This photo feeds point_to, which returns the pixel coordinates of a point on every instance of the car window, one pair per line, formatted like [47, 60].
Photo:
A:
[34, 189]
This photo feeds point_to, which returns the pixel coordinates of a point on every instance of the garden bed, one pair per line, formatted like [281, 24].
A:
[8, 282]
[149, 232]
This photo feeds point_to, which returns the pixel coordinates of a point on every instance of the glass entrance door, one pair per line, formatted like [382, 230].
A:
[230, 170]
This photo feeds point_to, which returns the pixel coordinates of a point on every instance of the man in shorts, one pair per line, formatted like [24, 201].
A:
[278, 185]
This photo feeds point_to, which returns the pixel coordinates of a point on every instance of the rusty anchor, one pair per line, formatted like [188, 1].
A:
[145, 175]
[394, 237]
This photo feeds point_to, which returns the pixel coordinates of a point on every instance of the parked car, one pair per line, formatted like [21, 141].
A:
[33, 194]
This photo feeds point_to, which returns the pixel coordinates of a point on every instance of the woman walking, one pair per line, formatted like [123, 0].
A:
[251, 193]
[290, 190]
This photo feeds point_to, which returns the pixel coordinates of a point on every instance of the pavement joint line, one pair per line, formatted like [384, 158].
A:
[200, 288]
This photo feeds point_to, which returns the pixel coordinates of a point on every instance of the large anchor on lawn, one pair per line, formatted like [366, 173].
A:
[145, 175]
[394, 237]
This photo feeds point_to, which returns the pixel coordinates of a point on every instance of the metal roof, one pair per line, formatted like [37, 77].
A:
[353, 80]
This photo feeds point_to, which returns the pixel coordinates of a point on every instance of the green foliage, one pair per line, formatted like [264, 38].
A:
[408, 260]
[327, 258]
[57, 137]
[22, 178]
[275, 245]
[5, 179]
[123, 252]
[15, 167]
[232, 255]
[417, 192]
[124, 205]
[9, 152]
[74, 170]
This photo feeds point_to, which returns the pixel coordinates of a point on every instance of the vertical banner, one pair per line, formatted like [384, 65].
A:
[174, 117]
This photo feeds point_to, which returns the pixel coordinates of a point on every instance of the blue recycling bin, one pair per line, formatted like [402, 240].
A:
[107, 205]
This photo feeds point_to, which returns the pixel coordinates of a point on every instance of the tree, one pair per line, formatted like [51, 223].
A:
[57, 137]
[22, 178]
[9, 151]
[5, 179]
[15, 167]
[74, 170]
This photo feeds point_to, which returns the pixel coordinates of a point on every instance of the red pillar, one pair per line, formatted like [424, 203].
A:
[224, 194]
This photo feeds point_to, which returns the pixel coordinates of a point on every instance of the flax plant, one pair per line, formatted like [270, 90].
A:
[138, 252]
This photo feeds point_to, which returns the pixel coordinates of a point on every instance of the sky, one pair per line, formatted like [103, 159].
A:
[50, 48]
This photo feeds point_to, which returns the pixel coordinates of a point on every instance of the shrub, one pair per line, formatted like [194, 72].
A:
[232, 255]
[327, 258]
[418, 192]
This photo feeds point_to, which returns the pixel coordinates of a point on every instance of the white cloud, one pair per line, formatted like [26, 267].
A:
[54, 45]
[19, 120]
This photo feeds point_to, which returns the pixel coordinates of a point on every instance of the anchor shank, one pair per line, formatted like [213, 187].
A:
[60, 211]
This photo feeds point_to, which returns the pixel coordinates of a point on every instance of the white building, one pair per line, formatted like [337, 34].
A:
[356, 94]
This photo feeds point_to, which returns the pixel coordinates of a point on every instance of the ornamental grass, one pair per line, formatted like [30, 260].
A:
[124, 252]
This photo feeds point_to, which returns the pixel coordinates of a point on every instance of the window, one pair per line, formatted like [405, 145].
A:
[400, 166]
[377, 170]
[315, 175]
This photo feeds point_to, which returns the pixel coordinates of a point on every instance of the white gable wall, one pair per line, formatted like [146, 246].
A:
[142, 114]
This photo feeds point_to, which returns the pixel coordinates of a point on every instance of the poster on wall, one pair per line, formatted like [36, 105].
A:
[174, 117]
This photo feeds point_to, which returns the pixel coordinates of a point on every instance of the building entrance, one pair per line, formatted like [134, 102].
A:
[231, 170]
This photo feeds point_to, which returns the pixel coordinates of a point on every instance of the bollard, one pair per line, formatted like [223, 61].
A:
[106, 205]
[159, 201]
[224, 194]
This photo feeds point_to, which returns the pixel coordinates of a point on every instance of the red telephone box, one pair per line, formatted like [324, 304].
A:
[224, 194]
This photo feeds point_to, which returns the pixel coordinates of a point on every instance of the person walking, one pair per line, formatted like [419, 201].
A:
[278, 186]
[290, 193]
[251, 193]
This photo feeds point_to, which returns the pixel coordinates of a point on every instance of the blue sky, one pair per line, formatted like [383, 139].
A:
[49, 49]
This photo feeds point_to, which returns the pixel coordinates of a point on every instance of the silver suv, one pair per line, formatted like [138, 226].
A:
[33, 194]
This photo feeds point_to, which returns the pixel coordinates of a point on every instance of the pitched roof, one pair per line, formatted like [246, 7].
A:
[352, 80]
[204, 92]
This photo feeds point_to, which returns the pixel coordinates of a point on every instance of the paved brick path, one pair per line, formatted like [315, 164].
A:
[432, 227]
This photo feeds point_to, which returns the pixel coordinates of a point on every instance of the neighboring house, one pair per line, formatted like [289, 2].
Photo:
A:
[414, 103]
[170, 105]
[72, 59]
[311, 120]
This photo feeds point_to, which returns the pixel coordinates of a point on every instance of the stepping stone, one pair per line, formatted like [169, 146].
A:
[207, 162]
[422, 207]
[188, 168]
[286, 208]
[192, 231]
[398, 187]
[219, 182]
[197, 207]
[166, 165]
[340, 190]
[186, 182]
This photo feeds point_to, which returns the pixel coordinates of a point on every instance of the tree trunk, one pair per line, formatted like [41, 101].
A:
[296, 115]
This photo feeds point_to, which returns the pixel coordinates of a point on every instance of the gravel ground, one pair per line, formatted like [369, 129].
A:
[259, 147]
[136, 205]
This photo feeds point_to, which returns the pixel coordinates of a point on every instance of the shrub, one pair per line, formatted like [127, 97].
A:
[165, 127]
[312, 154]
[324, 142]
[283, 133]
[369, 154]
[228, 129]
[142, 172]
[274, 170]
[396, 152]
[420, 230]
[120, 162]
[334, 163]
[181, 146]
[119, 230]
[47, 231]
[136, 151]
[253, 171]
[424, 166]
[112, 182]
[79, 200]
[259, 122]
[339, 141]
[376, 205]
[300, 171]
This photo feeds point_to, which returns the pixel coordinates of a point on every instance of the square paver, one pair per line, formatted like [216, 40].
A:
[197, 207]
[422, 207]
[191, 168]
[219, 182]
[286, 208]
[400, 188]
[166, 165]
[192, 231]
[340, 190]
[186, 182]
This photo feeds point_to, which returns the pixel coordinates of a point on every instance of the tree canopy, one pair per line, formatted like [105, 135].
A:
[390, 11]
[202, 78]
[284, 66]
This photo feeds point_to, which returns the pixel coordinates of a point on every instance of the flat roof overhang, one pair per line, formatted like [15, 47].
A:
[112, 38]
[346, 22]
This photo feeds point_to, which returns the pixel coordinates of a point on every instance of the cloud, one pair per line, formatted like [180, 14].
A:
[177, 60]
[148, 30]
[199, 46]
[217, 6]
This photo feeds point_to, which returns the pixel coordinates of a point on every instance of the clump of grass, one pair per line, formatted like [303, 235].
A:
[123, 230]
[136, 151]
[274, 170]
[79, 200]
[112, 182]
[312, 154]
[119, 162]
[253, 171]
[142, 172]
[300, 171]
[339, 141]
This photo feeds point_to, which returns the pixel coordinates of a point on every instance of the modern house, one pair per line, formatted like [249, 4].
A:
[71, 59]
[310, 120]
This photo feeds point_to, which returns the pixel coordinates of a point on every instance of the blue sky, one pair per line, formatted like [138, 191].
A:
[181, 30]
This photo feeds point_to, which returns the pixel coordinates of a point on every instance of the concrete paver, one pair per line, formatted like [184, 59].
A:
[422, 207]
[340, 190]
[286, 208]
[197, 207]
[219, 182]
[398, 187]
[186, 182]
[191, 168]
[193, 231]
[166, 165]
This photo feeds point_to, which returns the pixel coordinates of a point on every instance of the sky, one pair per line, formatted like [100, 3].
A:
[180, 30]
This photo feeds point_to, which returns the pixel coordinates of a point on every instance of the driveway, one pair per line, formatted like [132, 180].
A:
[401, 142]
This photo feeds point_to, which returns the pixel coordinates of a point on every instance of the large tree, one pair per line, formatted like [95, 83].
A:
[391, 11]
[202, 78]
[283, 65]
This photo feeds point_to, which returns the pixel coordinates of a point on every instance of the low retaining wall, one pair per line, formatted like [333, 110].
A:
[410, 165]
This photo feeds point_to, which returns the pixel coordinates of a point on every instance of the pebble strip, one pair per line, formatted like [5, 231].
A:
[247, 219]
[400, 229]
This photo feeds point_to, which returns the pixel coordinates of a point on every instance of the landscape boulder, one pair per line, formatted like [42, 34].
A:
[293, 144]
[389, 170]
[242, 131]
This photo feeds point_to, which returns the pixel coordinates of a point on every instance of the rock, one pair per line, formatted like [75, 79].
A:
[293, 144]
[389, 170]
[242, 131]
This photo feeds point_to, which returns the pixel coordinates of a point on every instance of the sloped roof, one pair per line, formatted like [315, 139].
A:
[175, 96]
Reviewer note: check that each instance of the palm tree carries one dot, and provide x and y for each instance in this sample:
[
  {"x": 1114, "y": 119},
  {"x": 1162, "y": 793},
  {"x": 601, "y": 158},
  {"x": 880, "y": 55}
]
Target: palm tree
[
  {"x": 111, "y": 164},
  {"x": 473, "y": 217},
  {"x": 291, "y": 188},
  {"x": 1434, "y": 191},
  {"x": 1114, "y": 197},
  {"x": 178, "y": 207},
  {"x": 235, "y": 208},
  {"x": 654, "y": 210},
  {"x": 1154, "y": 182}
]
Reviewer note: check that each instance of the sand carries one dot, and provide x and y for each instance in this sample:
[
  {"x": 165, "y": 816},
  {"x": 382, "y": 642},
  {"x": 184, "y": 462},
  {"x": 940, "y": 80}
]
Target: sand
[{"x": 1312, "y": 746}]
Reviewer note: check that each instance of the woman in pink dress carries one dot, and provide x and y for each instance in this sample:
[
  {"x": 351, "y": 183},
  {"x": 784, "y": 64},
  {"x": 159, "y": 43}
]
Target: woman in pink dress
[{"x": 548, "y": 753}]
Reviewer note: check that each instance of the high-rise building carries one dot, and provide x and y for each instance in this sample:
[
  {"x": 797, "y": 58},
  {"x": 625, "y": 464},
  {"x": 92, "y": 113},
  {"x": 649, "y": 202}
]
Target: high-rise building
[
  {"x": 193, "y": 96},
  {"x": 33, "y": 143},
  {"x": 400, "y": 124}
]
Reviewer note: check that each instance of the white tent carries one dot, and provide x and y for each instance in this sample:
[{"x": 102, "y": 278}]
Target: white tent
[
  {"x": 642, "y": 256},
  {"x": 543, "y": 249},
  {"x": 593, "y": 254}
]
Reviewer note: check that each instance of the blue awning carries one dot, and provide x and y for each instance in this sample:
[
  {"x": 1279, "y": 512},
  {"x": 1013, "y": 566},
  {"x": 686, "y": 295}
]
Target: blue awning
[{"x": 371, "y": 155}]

- Exercise: Exactly and only the lines from the line containing "Reviewer note: check that each instance of the woman" through the last line of the entries should be copied, both ends included.

- Answer to this problem:
Reviewer note: check that each instance of the woman in pink dress carries one dot, and provide x and y for each instance in this sample:
[
  {"x": 351, "y": 183},
  {"x": 784, "y": 64},
  {"x": 159, "y": 43}
]
Target: woman in pink dress
[{"x": 548, "y": 753}]
Reviewer note: check that each instance of the high-rise building carries one dot, and provide x and y for each instance in this sample:
[
  {"x": 797, "y": 58},
  {"x": 625, "y": 464},
  {"x": 92, "y": 113},
  {"x": 649, "y": 202}
]
Target: high-rise building
[
  {"x": 193, "y": 96},
  {"x": 33, "y": 143},
  {"x": 400, "y": 124}
]
Reviewer note: check that each instance of the white tent carries one dot, and provide x and y for each instance in this sample:
[{"x": 102, "y": 278}]
Target: white tent
[
  {"x": 642, "y": 256},
  {"x": 543, "y": 249},
  {"x": 593, "y": 254}
]
Reviewer note: check that each instance of the blue awning carries one dot, and provide x and y for each instance in this sample:
[
  {"x": 1279, "y": 512},
  {"x": 1013, "y": 566},
  {"x": 686, "y": 295}
]
Target: blue awning
[{"x": 371, "y": 155}]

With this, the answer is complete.